## INSTRUCTIONS TO FOLLOW
Swap "lane tally" for "vehicle count" in every one of the following lines, and leave everything else unchanged.

## INPUT
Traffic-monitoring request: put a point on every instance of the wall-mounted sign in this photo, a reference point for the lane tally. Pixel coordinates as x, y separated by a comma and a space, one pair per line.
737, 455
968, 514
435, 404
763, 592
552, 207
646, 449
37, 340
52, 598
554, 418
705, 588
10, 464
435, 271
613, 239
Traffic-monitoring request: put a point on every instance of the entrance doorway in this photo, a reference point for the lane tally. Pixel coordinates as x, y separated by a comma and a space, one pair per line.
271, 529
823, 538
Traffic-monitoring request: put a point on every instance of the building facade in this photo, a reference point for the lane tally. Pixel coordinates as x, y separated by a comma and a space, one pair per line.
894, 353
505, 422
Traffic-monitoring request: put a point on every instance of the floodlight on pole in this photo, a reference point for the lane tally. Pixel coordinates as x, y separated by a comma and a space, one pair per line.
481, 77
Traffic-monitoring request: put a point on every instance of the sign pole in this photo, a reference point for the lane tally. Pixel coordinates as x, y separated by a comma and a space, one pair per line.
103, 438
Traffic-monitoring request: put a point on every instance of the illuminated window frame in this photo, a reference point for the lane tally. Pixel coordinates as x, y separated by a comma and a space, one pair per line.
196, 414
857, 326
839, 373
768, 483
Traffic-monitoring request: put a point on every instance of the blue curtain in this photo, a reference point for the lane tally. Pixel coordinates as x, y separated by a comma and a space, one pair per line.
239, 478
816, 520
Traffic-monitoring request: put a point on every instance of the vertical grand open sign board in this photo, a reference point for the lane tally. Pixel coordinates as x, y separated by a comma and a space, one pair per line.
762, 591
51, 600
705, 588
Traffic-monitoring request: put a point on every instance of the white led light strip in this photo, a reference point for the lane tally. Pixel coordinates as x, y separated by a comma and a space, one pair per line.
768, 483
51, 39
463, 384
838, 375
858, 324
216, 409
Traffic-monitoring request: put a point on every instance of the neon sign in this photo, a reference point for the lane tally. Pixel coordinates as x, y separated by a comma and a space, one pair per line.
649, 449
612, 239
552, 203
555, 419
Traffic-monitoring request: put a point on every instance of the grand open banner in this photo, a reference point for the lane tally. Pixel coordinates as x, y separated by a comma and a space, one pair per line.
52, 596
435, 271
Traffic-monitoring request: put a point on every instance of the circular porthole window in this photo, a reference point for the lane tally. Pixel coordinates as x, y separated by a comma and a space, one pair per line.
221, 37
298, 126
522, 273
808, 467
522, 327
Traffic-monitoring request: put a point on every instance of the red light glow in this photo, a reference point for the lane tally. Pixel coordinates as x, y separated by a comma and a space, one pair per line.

## THE COMPLETED TASK
Traffic-monitoring request: put a point on every instance of the wall-mounted sign in this photo, a reference point for the vehicle count. Pixel coordinates as x, y separated by a comma and a space, one pair per line.
737, 455
968, 514
435, 404
763, 592
552, 207
646, 449
37, 340
52, 598
554, 418
705, 588
10, 464
435, 271
613, 239
Traffic-monitoring request: put a point on every instance of the entrance doorway in this photo, a reference point for the vehicle count. Pixel coordinates as x, y separated by a comma and a space, one pair per line.
271, 529
823, 538
Traffic-monitoring request: put a point on every instance of the building facade in this photo, a reference point for the vehicle count. Pixel coordinates as x, y separated by a comma and a space, one pair per line.
894, 353
505, 422
Traffic-monitoring request: put a point on every instance of the floodlight on pole in this photo, a reference point for the vehicle count. Pixel coordinates as x, y separated by a comma and a space, one pair per line.
481, 77
Traffic-monitoring request: put a point on every instance of the sign pole in this photo, a reference point for the vehicle count. Pixel coordinates as x, y separated by a comma and a space, one pair per line.
103, 438
Traffic-monitoring request: put a point on every instance of the illuminated window frame in this photo, a reference point for the vehicle count. Pixel coordinates as x, y separated by a comma and a space, one pair per line.
196, 414
857, 326
839, 373
768, 483
Traffic-monitoring request: put a point on every instance of the blue curtain in this photo, a reference point for the vehicle count. Pixel coordinates as x, y separated by a comma and a space, one pair per line.
239, 478
816, 520
Traffic-monitoring request: put a point on every instance of the vertical grand open sign board in this photo, a reference point for the vehicle count. Pixel coordinates as x, y separated by a comma and a space, one pair per line.
762, 591
51, 600
705, 588
Traffic-monitoring request: put a point on every instance of the white led light strip in this photo, a reference point for the vehicle count. Pixel coordinates as x, y separated by a comma and a space, one pair per line.
768, 483
51, 39
463, 384
838, 375
858, 324
216, 409
Traffic-monitoring request: put a point on every instance of the neon sign in this photo, a reference point for the vehicle count. Pixel coordinates as x, y separated by a comma and a space, one pair per line.
649, 449
612, 239
552, 203
555, 419
Traffic-monitoring request: put a point on every instance of the grand open banner in this photo, a reference point for the vehicle count. Pixel coordinates as x, y separated by a comma and a space, one pair per line.
52, 596
435, 271
Traffic-monitoring request: put a point on every instance of the circular porthole window in this photo, a reference point for the vehicle count. Pixel coordinates as x, y separated by a comma and a space, one pair per line.
221, 37
298, 126
522, 273
808, 467
522, 327
Traffic-monitoring request: put a point on every instance of the red light glow in this photo, a reference point for the vehicle count. Pixel coordinates as x, y separated by a comma and a space, one pair per line.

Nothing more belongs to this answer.